======== RECORDS FOR THE EXERCISE ========

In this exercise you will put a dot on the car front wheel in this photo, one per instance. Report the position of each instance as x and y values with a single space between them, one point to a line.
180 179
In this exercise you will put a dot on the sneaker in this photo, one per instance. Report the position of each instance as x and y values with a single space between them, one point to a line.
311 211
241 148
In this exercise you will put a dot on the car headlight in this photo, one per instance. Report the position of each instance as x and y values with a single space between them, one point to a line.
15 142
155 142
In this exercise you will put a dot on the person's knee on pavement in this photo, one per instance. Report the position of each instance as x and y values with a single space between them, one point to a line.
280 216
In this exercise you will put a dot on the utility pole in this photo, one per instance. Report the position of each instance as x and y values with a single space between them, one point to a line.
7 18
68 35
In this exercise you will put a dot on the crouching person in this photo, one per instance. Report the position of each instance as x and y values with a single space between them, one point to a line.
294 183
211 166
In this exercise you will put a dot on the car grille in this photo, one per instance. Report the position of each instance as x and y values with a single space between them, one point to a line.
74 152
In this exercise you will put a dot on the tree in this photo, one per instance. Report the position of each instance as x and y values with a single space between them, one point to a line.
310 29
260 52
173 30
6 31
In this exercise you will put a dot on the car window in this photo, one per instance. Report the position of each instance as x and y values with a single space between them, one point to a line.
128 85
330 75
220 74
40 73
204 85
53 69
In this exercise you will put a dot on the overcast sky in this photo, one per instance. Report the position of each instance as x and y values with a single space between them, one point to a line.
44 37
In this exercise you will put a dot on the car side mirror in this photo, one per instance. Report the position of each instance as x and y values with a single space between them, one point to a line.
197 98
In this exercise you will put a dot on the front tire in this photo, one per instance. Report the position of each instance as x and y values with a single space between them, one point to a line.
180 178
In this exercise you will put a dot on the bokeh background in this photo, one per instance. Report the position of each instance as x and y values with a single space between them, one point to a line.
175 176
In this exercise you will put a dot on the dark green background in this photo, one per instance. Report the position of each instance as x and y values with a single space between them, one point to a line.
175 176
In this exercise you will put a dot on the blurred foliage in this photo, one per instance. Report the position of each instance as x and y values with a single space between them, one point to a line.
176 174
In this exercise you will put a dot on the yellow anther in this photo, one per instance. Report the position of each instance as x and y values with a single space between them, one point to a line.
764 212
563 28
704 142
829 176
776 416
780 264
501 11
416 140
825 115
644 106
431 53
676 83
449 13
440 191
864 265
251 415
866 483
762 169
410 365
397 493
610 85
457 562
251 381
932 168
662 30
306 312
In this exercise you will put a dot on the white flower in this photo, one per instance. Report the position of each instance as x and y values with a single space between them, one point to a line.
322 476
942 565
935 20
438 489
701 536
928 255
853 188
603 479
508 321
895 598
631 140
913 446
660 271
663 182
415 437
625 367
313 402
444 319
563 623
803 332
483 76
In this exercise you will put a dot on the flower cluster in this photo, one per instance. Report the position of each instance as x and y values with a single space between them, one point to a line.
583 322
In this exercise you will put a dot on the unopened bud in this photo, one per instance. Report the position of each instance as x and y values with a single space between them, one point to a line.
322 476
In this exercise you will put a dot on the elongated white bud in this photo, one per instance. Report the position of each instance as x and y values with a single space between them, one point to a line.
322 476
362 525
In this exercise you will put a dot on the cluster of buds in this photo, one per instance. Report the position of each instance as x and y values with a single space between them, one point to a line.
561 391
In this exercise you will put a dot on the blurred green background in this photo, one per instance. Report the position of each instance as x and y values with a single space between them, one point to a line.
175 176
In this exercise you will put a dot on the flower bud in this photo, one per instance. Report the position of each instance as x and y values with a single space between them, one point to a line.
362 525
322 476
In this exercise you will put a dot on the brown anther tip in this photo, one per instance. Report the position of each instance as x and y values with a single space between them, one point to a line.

========

SET PROBLEM: Please recast the listing above as a numbered list, leaving out any blank lines.

SOLUTION FOR THIS TASK:
1. In this exercise you will put a dot on the car front wheel in this photo, one per instance. Report the position of each instance as x and y values with a single space between them, one point to a line.
2. 180 179
3. In this exercise you will put a dot on the sneaker in this photo, one per instance. Report the position of each instance as x and y values with a single space between them, one point to a line.
4. 311 211
5. 241 148
6. In this exercise you will put a dot on the car headlight in this photo, one per instance. Report the position of each instance as x and y values with a single space between them, one point to a line.
7. 15 142
8. 155 142
9. In this exercise you will put a dot on the person's knee on pavement in this photo, one per instance. Report the position of each instance as x and y values with a single space between them, one point to a line.
10. 280 216
11. In this exercise you will put a dot on the utility pole in this photo, one per instance. Report the position of each instance as x and y values with a single space between them, one point to a line.
12. 7 18
13. 68 35
14. In this exercise you will put a dot on the crouching person in this photo, one per instance. Report the position of each instance as x and y values with a single space between them, one point to a line.
15. 294 183
16. 211 166
17. In this exercise you will put a dot on the car grille in this photo, one per instance. Report the position of each instance as x and y values with a single space between them, one point to a line.
18. 74 152
19. In this exercise you will put a dot on the tree in this photo, one per instance. Report the position of each instance as x and y values with a single space between them, one point to a line.
20. 310 29
21. 260 52
22. 173 30
23. 6 31
24. In this exercise you will put a dot on the car window in this photo, one per instance. Report the position of each instance as x and y values with a single space between them, one point to a line.
25. 128 85
26. 330 75
27. 220 74
28. 40 73
29. 204 85
30. 53 69
31. In this exercise you will put a dot on the overcast sky in this photo, one per instance. Report the position of each instance as x and y values with a single space between them, one point to a line.
32. 44 37
33. In this exercise you will put a dot on the car side mirror in this photo, one per instance. Report the position of each instance as x and y values with a single space between them, one point to a line.
34. 197 98
35. In this exercise you will put a dot on the front tire in this photo, one per instance. Report the position of each instance as x and y values with a single space between them, one point to a line.
36. 180 178
37. In this exercise you will put a dot on the bokeh background in this photo, one per instance. Report the position of each instance as x and y values with a single space between them, one point to a line.
38. 175 176
39. In this exercise you will put a dot on the dark green background in this photo, one per instance. Report the position of each instance as x and y values with a single space between them, one point to a line.
40. 175 176
41. In this exercise you will put a dot on the blurred foliage in this photo, one per instance. Report the position of each instance as x and y values with a single space between them, one point to a line.
42. 176 174
43. In this exercise you will put a dot on the yellow anther in this photo, one per instance. Report the position of each instance as x and y values with a single space between them, one point to a line.
44. 764 212
45. 563 28
46. 704 142
47. 829 176
48. 776 416
49. 780 264
50. 501 11
51. 416 140
52. 825 115
53. 644 106
54. 431 53
55. 676 83
56. 449 13
57. 440 191
58. 864 265
59. 251 415
60. 866 483
61. 762 169
62. 410 365
63. 397 493
64. 610 85
65. 457 562
66. 251 381
67. 932 168
68. 662 30
69. 306 312
70. In this exercise you will put a dot on the white flower in this photo, one per instance. Report the position of each instance as x and y values with a single space between them, one point to a line.
71. 322 476
72. 942 565
73. 935 20
74. 438 489
75. 701 536
76. 928 255
77. 853 188
78. 603 479
79. 508 321
80. 895 598
81. 631 140
82. 913 446
83. 660 271
84. 663 182
85. 415 437
86. 625 367
87. 313 402
88. 444 319
89. 563 623
90. 803 332
91. 483 76
92. In this exercise you will put a dot on the flower cluster in this photo, one per instance. Report the position of each instance as x and y values with a single space between them, one point to a line.
93. 583 322
94. In this exercise you will put a dot on the unopened bud in this photo, one per instance. Report the position of each instance as x and y values with a single space between them, one point to a line.
95. 322 476
96. In this exercise you will put a dot on the elongated white bud in this photo, one per instance. Report the position of each instance as x and y values with a single space between them, one point to a line.
97. 322 476
98. 362 525
99. In this exercise you will put a dot on the cluster of buds in this photo, one per instance. Report the position of each instance as x and y values with a single space between them, one point to a line.
100. 561 391
101. In this exercise you will put a dot on the blurred green background in this photo, one per instance. Report the position of each instance as x and y values with a single space between them, one point to a line.
102. 175 176
103. In this exercise you will put a dot on the flower bud in this photo, one per instance. Report the position of each instance as x and y values with a single space between them, one point to a line.
104. 362 525
105. 322 476
106. In this exercise you will put a dot on the brown anther tip in this photo, one per instance. Report the position of each instance as x and y values with a single space between them, one point to a line.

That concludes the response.